___ EXCERPTED DATA

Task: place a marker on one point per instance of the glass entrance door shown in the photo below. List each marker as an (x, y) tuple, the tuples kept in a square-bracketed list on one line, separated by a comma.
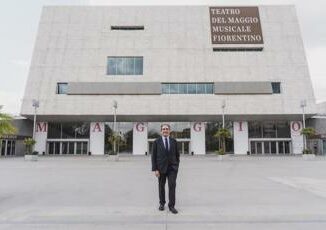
[(183, 147), (7, 147), (270, 147), (67, 147)]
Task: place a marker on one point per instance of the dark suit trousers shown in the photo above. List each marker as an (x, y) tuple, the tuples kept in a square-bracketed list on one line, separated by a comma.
[(171, 175)]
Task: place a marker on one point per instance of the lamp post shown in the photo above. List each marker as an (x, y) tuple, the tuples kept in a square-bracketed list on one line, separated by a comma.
[(223, 108), (115, 106), (35, 104), (303, 104)]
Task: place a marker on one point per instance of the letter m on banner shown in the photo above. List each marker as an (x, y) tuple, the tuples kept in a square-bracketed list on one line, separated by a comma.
[(41, 127)]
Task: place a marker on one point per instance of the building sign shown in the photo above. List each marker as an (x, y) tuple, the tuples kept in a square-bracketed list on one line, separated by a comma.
[(235, 25), (140, 127)]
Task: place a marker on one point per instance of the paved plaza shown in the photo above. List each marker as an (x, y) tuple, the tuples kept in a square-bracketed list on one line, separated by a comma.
[(98, 193)]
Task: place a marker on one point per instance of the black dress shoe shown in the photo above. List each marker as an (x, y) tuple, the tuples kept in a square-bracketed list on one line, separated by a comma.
[(173, 210)]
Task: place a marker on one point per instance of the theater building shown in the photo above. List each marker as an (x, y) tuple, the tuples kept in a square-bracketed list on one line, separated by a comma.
[(189, 66)]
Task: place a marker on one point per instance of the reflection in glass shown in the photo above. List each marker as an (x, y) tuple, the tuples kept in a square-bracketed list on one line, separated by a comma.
[(125, 134)]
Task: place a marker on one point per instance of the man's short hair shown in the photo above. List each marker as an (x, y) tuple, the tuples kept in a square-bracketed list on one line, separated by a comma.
[(165, 124)]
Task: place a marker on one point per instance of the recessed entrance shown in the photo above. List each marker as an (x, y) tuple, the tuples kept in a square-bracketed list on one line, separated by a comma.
[(270, 147), (67, 147)]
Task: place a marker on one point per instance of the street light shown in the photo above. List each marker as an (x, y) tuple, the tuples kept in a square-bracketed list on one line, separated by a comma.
[(303, 104), (223, 108), (115, 106), (36, 104)]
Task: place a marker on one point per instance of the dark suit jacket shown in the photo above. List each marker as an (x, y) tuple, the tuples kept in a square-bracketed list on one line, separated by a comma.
[(161, 158)]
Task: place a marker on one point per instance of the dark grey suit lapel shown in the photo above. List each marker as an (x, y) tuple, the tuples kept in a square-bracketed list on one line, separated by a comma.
[(160, 141), (171, 144)]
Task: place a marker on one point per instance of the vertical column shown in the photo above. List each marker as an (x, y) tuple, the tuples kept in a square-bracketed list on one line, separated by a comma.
[(96, 139), (197, 135), (140, 142), (241, 137), (296, 137), (41, 134)]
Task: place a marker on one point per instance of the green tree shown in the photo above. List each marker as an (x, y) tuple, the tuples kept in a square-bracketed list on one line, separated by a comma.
[(222, 134), (307, 133), (6, 126), (29, 144)]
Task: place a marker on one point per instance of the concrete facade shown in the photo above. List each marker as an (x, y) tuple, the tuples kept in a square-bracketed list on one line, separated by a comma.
[(74, 43)]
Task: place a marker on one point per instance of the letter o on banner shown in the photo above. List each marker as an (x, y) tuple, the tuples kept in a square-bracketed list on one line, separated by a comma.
[(140, 127), (296, 126), (197, 126)]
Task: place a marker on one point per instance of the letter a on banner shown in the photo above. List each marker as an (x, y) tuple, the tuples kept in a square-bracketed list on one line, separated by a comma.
[(97, 127)]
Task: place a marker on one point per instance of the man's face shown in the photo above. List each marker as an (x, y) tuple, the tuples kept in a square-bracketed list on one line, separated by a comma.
[(165, 130)]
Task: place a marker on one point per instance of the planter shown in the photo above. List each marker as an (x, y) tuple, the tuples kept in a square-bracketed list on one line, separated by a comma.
[(113, 158), (308, 156), (223, 157), (31, 157)]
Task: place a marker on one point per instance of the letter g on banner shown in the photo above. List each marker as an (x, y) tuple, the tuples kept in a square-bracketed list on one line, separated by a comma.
[(140, 127), (197, 126), (296, 126)]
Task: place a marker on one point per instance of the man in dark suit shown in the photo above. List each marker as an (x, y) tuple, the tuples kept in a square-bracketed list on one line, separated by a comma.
[(165, 164)]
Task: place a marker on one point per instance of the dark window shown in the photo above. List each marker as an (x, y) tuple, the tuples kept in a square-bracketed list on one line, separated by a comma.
[(240, 49), (62, 88), (125, 66), (255, 130), (187, 88), (280, 129), (127, 27), (276, 86), (67, 130)]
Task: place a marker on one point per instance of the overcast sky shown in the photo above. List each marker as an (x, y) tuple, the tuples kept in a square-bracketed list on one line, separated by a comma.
[(19, 21)]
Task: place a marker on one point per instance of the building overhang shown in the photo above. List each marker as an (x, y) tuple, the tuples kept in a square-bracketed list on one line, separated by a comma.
[(170, 118)]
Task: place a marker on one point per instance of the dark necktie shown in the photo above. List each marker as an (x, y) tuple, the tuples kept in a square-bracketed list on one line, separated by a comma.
[(166, 144)]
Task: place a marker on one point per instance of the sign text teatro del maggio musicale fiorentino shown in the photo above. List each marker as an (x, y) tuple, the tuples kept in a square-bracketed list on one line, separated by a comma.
[(235, 25)]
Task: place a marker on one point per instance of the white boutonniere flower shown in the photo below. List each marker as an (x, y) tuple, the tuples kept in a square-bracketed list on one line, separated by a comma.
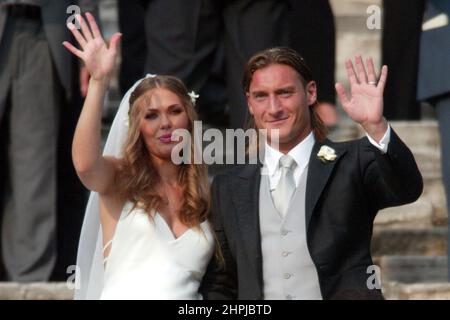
[(193, 96), (326, 154)]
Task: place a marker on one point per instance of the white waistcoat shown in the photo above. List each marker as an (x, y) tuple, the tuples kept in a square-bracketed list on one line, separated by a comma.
[(288, 270)]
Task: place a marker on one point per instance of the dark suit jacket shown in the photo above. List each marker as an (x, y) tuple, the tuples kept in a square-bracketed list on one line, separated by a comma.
[(342, 199)]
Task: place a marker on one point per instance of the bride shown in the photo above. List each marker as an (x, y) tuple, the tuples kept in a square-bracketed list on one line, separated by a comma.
[(145, 233)]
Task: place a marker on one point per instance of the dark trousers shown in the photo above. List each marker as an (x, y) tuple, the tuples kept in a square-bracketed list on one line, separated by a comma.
[(183, 36), (30, 96), (402, 27)]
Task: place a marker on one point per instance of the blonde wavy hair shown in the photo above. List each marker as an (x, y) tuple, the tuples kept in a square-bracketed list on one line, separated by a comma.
[(137, 177)]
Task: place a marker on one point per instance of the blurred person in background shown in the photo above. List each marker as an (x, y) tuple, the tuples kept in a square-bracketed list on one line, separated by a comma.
[(38, 79)]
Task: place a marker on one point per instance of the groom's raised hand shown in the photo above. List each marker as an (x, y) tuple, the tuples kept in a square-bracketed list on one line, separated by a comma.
[(365, 104), (98, 58)]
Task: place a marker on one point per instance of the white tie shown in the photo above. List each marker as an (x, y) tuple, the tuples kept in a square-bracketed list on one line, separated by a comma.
[(286, 186)]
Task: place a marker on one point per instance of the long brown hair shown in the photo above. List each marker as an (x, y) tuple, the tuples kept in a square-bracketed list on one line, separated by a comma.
[(137, 177), (289, 57)]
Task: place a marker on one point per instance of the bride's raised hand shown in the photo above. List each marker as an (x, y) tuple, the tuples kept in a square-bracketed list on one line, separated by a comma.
[(98, 57)]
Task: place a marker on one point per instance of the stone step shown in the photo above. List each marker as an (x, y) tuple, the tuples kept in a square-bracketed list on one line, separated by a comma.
[(423, 242), (417, 291), (413, 269), (418, 214), (58, 291)]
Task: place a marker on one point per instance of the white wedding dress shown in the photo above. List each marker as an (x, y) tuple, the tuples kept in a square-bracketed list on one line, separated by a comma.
[(146, 261)]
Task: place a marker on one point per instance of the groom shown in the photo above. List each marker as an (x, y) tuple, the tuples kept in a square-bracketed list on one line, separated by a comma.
[(301, 228)]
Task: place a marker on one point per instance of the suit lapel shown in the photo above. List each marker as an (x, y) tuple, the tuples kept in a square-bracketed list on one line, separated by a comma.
[(318, 175), (245, 197)]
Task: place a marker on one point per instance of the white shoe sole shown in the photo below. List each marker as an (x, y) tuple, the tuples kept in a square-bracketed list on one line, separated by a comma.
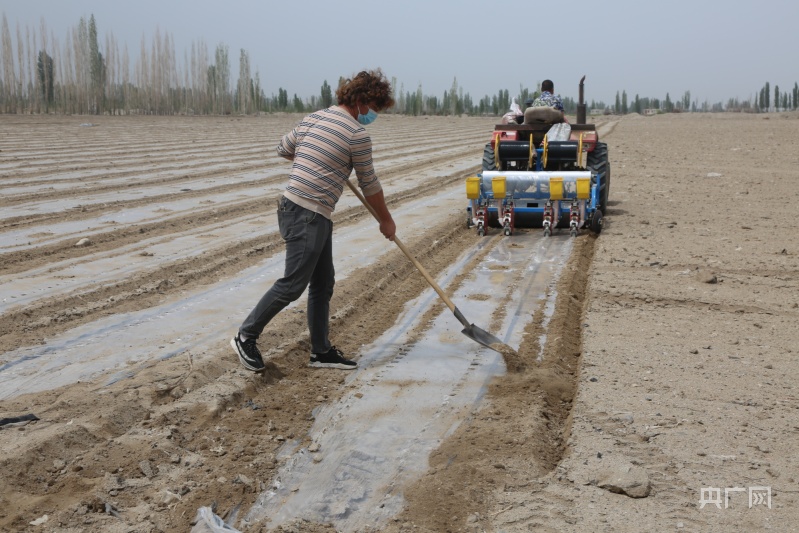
[(341, 366)]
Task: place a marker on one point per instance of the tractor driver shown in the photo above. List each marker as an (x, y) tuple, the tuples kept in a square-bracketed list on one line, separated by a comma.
[(547, 98)]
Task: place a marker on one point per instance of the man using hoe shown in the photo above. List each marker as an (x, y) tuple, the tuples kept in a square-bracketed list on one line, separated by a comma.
[(324, 149)]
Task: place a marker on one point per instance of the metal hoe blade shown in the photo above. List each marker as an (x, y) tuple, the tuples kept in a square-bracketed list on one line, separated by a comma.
[(477, 334)]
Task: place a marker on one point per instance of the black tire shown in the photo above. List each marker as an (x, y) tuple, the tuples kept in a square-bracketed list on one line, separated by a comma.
[(596, 222), (488, 158), (598, 162)]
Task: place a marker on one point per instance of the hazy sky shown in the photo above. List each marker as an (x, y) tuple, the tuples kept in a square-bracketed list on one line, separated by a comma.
[(717, 49)]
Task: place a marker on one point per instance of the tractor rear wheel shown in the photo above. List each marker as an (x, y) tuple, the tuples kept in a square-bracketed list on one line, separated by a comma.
[(598, 162), (488, 158)]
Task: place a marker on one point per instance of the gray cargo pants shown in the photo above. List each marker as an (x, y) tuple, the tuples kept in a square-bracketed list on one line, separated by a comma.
[(309, 263)]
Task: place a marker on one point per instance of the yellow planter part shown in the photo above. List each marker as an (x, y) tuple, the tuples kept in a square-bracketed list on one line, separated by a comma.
[(556, 188), (583, 188), (498, 186), (473, 187)]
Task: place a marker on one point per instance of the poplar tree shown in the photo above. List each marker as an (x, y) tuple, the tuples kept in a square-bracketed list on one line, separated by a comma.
[(326, 96)]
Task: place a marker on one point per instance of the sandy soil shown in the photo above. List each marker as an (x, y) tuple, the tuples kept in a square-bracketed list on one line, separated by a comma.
[(669, 362)]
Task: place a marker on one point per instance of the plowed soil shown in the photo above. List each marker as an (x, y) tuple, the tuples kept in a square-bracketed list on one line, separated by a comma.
[(669, 356)]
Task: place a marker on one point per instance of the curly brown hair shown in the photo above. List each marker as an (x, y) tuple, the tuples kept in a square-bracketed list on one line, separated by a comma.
[(366, 86)]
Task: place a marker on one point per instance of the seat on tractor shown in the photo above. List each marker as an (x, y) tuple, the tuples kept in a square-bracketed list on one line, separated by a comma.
[(542, 115)]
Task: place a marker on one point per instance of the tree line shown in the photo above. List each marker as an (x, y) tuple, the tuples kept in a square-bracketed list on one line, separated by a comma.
[(79, 76), (760, 102)]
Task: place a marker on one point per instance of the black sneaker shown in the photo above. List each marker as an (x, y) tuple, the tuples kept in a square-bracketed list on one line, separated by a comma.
[(333, 358), (248, 353)]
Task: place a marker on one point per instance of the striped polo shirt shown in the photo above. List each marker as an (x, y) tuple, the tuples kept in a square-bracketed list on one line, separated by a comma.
[(324, 148)]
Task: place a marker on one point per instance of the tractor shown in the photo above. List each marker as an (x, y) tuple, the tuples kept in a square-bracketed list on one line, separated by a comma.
[(541, 171)]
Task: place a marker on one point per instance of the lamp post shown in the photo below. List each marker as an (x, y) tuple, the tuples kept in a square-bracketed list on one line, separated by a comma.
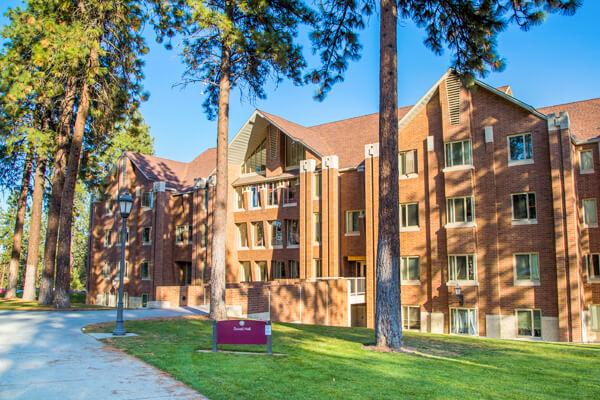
[(125, 204)]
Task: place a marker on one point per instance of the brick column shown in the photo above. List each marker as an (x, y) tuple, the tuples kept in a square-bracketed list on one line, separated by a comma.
[(565, 229), (330, 216), (307, 176), (371, 220)]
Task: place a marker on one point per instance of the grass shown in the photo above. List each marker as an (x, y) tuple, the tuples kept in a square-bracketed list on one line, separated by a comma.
[(329, 362), (77, 304)]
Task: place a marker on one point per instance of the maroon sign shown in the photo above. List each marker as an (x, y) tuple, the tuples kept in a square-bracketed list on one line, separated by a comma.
[(242, 332)]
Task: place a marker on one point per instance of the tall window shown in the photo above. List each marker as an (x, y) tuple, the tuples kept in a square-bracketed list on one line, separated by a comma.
[(272, 194), (529, 323), (255, 196), (145, 270), (520, 148), (407, 162), (589, 213), (317, 227), (411, 318), (257, 160), (409, 215), (460, 210), (259, 234), (294, 269), (242, 236), (586, 161), (292, 232), (592, 262), (276, 234), (409, 269), (463, 321), (462, 267), (458, 153), (352, 222), (245, 271), (289, 192), (294, 152), (527, 267)]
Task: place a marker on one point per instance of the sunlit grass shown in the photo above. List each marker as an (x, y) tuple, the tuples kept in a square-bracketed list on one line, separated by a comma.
[(329, 362)]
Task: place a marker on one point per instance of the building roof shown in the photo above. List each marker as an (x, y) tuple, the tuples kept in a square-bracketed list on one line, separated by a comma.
[(177, 175), (584, 117)]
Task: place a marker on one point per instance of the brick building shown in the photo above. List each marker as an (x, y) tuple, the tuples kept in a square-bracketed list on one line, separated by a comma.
[(497, 199)]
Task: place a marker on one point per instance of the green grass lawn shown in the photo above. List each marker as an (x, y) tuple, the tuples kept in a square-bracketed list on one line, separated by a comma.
[(331, 363)]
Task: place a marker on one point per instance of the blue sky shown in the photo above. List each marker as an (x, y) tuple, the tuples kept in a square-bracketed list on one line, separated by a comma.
[(554, 63)]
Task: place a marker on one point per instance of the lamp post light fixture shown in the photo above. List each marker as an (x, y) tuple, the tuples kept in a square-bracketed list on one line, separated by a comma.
[(458, 293), (125, 204)]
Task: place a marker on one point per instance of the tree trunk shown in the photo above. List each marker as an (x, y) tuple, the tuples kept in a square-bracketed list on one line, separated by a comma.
[(218, 307), (388, 331), (15, 258), (34, 231), (63, 257), (60, 165)]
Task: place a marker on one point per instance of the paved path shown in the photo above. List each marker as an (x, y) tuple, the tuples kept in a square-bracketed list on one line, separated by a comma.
[(44, 355)]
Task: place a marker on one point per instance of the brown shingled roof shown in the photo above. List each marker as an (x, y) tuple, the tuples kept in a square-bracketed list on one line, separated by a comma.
[(583, 115)]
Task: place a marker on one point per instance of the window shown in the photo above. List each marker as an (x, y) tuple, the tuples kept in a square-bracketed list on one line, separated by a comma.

______

Retype the rows from the very first line of the Records up to and including the line that contains "[(183, 147), (7, 147), (270, 147), (67, 147)]". Leave the pictures out.

## ANSWER FOR THE TASK
Task: place a marker on one point per instance of the glass entrance door shown in the photo below. List each marker as an (x, y) tuple, the tuples kept in a square-bracketed list on one line, separated by a comma.
[(183, 147), (7, 147), (270, 147), (67, 147)]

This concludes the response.